Aus der zauberhaften Unbeschwertheit der früheren Jahre, dem Finden, dem Erobern, war etwas anderes geworden. Etwas schien nicht zu stimmen. Bei einem Orgelkonzert konnte der Junge den Rhythmus des Stückes nicht richtig erfassen. Als er zu Hause die Noten aufschlug, entnahm er diesen eine Auftaktstruktur, die wegen des Legato-Spiels, wie es im Konzert erklang, nicht zu erfassen war. Der Junge wagte es, seinen Lehrer in der nächsten Stunde – die noch immer am Klavier stattfand – danach zu fragen. Das war nicht wirklich erheiternd.
Mehr und mehr ging der Junge nun seinen eigenen Weg. Er saß Tag für Tag an der Orgel und eroberte sich Frescobaldi, Buxtehude, Walther, Reger, moderne Werke und schließlich, als er vierzehn Jahre alt war, Bachs Passacaglia. Warum die sechste Variation in Tonleitern aufwärts gehe und die sechsletzte in Dreiklängen, fragte er sich und schloss auf eine Antithese zwischen Tetrachord und Dreiklang, die zugleich aber durch Symmetrie verbunden wären. Das Warum und die Suche nach Antwort wurden seine ständigen Begleiter, seine Gesprächspartner. Mehr und mehr wurde das Auf- und vor allem das Hinter-sich-Zuschließen der Kirchentür zur Wohltat: Geschützter Raum, eine Welt voll Musik, eine Welt des so wundervoll spannenden Warum, eine Welt des Entdecken Könnens, eine Welt für sich, eine Welt aus sich heraus. Dieser Welt fehlte nichts.

Einige Datensätze:
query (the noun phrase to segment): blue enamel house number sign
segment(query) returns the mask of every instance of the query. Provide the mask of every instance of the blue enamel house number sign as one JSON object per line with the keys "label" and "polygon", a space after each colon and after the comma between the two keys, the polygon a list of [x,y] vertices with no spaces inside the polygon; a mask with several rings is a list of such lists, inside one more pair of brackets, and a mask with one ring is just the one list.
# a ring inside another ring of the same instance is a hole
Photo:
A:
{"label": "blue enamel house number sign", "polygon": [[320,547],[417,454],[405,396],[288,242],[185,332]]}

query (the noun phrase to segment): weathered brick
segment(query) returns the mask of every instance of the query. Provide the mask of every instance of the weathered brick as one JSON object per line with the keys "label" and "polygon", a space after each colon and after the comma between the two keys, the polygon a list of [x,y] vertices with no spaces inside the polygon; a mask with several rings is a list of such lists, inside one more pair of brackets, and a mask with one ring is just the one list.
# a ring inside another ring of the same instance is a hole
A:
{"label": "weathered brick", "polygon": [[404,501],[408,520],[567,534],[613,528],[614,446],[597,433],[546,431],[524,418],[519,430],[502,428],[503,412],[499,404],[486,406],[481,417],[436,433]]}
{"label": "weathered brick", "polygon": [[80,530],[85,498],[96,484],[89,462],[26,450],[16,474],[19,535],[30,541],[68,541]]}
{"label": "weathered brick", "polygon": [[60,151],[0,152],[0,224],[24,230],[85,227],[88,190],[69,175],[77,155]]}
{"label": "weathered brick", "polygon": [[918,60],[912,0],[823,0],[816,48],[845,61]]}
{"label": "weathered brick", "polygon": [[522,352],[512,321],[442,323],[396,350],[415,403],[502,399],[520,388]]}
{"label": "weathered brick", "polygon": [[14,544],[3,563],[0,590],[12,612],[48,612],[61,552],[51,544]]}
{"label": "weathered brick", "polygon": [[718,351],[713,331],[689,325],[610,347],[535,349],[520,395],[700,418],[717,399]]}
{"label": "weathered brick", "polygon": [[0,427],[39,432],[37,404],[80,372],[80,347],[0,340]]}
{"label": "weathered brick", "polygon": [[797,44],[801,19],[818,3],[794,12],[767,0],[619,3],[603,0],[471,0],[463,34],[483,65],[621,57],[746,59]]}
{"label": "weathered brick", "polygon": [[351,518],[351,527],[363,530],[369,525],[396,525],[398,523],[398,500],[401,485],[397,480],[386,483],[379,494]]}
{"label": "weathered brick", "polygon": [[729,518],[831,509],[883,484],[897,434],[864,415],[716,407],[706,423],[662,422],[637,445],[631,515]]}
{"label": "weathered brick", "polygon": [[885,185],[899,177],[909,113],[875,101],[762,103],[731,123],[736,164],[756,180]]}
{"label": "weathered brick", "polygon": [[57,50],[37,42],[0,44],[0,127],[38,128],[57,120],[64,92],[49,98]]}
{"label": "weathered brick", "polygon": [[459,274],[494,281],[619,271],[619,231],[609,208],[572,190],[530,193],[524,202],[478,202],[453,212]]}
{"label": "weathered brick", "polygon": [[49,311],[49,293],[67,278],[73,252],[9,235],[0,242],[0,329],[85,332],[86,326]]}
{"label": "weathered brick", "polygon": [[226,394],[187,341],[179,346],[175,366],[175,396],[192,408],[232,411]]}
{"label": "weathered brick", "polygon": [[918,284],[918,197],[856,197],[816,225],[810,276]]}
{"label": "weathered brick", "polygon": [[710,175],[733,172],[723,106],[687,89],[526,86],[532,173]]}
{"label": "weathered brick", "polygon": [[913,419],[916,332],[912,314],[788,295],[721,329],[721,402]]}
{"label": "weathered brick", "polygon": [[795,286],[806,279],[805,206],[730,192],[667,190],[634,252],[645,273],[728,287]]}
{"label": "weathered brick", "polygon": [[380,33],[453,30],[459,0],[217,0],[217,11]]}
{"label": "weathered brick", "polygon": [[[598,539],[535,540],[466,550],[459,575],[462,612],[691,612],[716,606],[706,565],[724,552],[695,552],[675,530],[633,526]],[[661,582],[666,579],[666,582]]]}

▸ **Ziele**:
1 - Gib aus den Datensätzen den Abschnitt von der Zeile mit "query (the noun phrase to segment): weathered" bis einschließlich der Zeile mit "of the weathered" erneut wieder, und ersetze darin "weathered brick" durch "mossy stone", ohne sonst etwas zu verändern.
2 - Greife den Text über den Jungen und seine Welt an der Orgel auf und schreibe ihn nach seinem letzten Satz weiter.
Der Text und die Datensätze haben nichts miteinander zu tun.

▸ **Antworten je Aufgabe**:
1 -
query (the noun phrase to segment): mossy stone
segment(query) returns the mask of every instance of the query. Provide the mask of every instance of the mossy stone as one JSON object per line with the keys "label" and "polygon", a space after each colon and after the comma between the two keys, the polygon a list of [x,y] vertices with no spaces inside the polygon; a mask with several rings is a list of such lists, inside one more pair of brackets, and a mask with one ring is just the one list.

2 -
Eine Stunde, bevor der Bus den Jungen einmal in der Woche in die Kreisstadt fuhr, mußte für das Pensum des Unterrichts genügen. Alle übrige Zeit floss in das autodidaktische Spiel. Dann kam die Zeit der großen Entscheidung: Die Wahl eines Internats. Diesen Weg hatten auch schon die beiden älteren Brüder des Jungen eingeschlagen, denn im Heimatort gab es nur ein Pro-Gymnasium, das mit der Mittleren Reife abschloss. Die Paten wurden zum Familienrat eingeladen und es kam zum Beschluss, dass, nicht zuletzt aus Gründen der Familientradition, der Wechsel in die evangelisch-theologischen Seminare nun anstünde.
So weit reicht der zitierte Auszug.